───── Excerpt to read ─────

I touched base last week with Anna Sidorova, the marketing chief at ABBYY Language Services, about SmartCAT. I've written in length here about SmartCAT before (see edition 240 of the Tool Box Journal) and in a review in MultiLingual (if you want to subscribe for free to the digital edition for the next six months, go here and enter the code that you'll find on that page -- you're welcome!), so I don't have to go through the whole rundown of what it actually is and what its features are again. Instead, I would like to reflect on where (I think) SmartCAT stands after some time on the market, what that means for all of us, and then look at some of the new features.

I have spoken rather highly about SmartCAT (and still do). It's a well-designed cloud- and browser-based translation environment tool with an impressive feature set and a virtually unbeatable price tag for freelance translators -- free (unless you want to use machine translation and PDF conversions, for which you'll have to pay after 100 free pages).

Based on that and some (almost) unique features -- such as the OCR conversion of image-based PDFs and graphic files into readable text -- I had the sense that SmartCAT could become a real game changer. The numbers that ABBYY prides itself on (more than 40,000 registered users and 5,000 to 7,000 users on a daily basis) sound impressive but, to be honest, I haven't seen much of that in my conversations with other translators or LSPs. Now, this doesn't mean that the numbers are not correct -- I'm sure they're accurate -- but the world of translation is complex and multi-faceted. Anyway, from my perspective SmartCAT has so far not been the game changer I'd hoped it would be, though that could certainly still change.

At this time, ABBYY is still looking for better ways to monetize SmartCAT, and that brings us to some interesting considerations. As I said, freelancers have to pay only for specific services -- and, according to Anna, these payments are essentially only covering costs. LSP clients can buy licenses for project managers, but ABBYY is looking at other ways to make money as well. To that end, ABBYY has been actively building up a marketplace that contains thousands of translator profiles.

ABBYY is not exactly the only tool vendor following this model. Others, including XTM, Text United, MateCat (see the ad in this newsletter), and the ill-fated Lionbridge Translation Workspace have been or are trying that as well (and don't forget that Trados' TranslationZone originally had that particular goal as well). The question is whether access to these databases of translators is attractive enough to pay for and, if so, how it should be paid. One possibility that ABBYY is looking at is to process payment on their site and then ask for a commission. I'm not sure whether this is the best approach -- after all, it seems unlikely that LSPs want to disclose how much they pay to a competitor (the service provider ABBYY Language Services might be a different branch of ABBYY's organization than the tool development division, but I'm not sure this is enough to convince other LSPs).

───── Record set ─────

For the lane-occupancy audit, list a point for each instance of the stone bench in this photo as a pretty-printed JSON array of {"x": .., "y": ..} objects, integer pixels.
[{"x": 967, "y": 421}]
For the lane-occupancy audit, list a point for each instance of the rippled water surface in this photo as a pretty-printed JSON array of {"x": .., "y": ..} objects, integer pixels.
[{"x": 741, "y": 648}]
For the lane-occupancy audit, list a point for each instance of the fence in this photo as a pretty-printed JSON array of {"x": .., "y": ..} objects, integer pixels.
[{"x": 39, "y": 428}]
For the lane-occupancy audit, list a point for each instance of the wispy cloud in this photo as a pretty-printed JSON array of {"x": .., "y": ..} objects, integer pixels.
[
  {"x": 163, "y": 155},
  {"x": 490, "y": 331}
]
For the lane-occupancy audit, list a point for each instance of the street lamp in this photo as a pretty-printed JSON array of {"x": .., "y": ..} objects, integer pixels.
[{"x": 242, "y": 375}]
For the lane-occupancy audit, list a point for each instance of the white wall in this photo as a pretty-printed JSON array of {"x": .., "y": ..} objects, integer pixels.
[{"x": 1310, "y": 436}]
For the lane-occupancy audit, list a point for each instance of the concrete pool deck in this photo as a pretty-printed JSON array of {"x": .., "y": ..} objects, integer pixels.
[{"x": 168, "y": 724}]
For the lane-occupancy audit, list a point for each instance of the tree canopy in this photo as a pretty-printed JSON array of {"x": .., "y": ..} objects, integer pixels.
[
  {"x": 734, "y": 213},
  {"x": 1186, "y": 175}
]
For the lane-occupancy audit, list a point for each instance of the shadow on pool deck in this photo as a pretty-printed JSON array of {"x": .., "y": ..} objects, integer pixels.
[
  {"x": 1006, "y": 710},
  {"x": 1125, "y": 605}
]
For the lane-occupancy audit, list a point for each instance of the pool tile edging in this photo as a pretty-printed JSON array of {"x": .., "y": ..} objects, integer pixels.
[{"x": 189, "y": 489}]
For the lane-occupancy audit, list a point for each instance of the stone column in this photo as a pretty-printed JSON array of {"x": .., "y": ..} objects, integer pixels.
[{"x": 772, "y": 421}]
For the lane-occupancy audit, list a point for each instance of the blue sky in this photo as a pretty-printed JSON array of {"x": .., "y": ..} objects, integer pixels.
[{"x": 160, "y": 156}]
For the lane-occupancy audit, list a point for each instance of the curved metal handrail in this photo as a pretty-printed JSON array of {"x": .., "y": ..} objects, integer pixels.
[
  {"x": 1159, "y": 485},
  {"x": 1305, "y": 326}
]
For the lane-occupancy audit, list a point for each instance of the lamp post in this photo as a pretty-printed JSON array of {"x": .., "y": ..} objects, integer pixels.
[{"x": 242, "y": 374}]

─────

Required actions —
(a) Name every tool or vendor other than ABBYY that the SmartCAT text says has pursued the translator-marketplace model, including the one that originally had that goal.
(b) Render this sentence from the SmartCAT text into Spanish: "I have spoken rather highly about SmartCAT (and still do)."
(c) Retype the stretch of the SmartCAT text from "Based on that" through "certainly still change.".
Nothing in the listing is needed for what comes next.

Solutions per task —
(a) XTM, Text United, MateCat, Lionbridge Translation Workspace, Trados' TranslationZone

(b) He hablado bastante bien de SmartCAT (y todavía lo hago).

(c)
Based on that and some (almost) unique features -- such as the OCR conversion of image-based PDFs and graphic files into readable text -- I had the sense that SmartCAT could become a real game changer. The numbers that ABBYY prides itself on (more than 40,000 registered users and 5,000 to 7,000 users on a daily basis) sound impressive but, to be honest, I haven't seen much of that in my conversations with other translators or LSPs. Now, this doesn't mean that the numbers are not correct -- I'm sure they're accurate -- but the world of translation is complex and multi-faceted. Anyway, from my perspective SmartCAT has so far not been the game changer I'd hoped it would be, though that could certainly still change.